**BRANO SCELTO:**
- - - - - - -

Una tomografia galattica
Positroni per una Pet alla Galassia.
di Enrico Costa

Se escludiamo l’elusiva materia oscura, e l’ancora più sfuggente energia oscura, l’Universo, fatto di stelle, galassie, polveri e plasma, è costituito da protoni, neutroni ed elettroni. E così il nostro mondo. Piccole quantità di antimateria in forma di antiparticelle, soprattutto positroni e antiprotoni, si formano e si annichilano continuamente, su scale di tempo molto diverse. La massima concentrazione di positroni si ha nel centro della nostra galassia: una caratteristica che offre agli scienziati un’importante opportunità di conoscenza della struttura di questa regione. Quando un positrone interagisce con un elettrone della materia ordinaria, infatti, si annichila originando due fotoni. Rivelando i fotoni da annichilazione è quindi possibile sottoporre la Galassia a una vera e propria indagine Pet, simile a quella sviluppata in campo medico sfruttando i positroni emessi da una sostanza radiotracciante introdotta nel corpo umano.
Tuttavia, un aspetto non trascurabile distingue la Pet medica da quella “galattica”: quando al centro della Galassia si annichila una coppia elettrone-positrone, se uno dei due fotoni generati è emesso verso di noi – e impiegherà 25.000 anni ad arrivare! – l’altro si muoverà nella direzione opposta e si perderà nello spazio.
La Pet galattica non gode quindi di un vantaggio di cui gode la Pet in laboratorio: la presenza di due fotoni di energia esattamente pari a 511 keV (equivalente a metà della massa della coppia elettrone-positrone scomparsa) che rivelati simultaneamente indicano la linea lungo cui si trova la sorgente. La certezza che l’unico fotone rivelato sia originato dall’annichilazione di coppie elettrone-positrone si ha solo misurandone l’energia con rivelatori che abbiano una buona capacità di distinguere energie molto simili (buona risoluzione energetica). Per ricostruire la direzione di provenienza dei fotoni, invece, e distinguere sorgenti vicine (per ottenere, cioè, una buona risoluzione angolare), sono stati ideati nel tempo metodi diversi.
Il pioniere dei rivelatori di fotoni galattici da annichilazione, sviluppato nel 1978, consisteva in un rivelatore al germanio con un collimatore, posto su un pallone stratosferico e in grado di registrare fotoni entro un angolo di 11°.

a.
Lo spettrometro del satellite europeo Integral. I rivelatori di germanio raffreddati misurano con grande precisione l’energia dei fotoni gamma e, in modo approssimativo, il punto in cui vengono assorbiti. Bloccando i fotoni da tutte le direzioni, tranne quelli che passano attraverso una maschera di tungsteno, si ricostruiscono immagini del cielo.

- - - - - - -

**MATERIALE DI STUDIO:**
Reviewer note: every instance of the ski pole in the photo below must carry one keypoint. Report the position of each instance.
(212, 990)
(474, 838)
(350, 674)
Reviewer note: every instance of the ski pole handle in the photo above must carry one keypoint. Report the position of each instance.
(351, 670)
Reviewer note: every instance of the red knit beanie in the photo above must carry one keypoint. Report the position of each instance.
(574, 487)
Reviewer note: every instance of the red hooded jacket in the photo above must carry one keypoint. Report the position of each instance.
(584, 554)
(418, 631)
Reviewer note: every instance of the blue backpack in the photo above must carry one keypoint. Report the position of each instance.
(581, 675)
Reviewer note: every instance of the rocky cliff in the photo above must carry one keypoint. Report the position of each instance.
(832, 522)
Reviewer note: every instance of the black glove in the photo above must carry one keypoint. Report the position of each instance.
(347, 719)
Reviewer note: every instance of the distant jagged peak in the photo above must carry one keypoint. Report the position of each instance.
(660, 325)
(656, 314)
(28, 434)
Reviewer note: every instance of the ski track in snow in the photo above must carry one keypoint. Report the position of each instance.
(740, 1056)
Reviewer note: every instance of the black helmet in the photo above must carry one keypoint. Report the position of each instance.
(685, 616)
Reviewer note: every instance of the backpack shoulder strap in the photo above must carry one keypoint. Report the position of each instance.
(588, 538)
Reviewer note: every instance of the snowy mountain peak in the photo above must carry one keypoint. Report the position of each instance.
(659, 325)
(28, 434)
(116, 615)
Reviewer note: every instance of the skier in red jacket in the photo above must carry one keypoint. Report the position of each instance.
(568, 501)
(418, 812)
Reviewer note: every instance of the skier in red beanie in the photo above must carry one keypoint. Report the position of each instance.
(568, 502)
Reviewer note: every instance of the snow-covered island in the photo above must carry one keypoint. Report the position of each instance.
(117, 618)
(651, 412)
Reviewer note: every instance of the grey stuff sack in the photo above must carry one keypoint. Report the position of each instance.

- - - - - - -

Riscrivi il brano sulla tomografia galattica da "Il pioniere dei" fino a "angolo di 11°." compreso, aggiornandolo con "aerostato" al posto di "pallone stratosferico". Per rispondere basta il brano, senza ricorrere ad altre fonti.

Il pioniere dei rivelatori di fotoni galattici da annichilazione, sviluppato nel 1978, consisteva in un rivelatore al germanio con un collimatore, posto su un aerostato e in grado di registrare fotoni entro un angolo di 11°.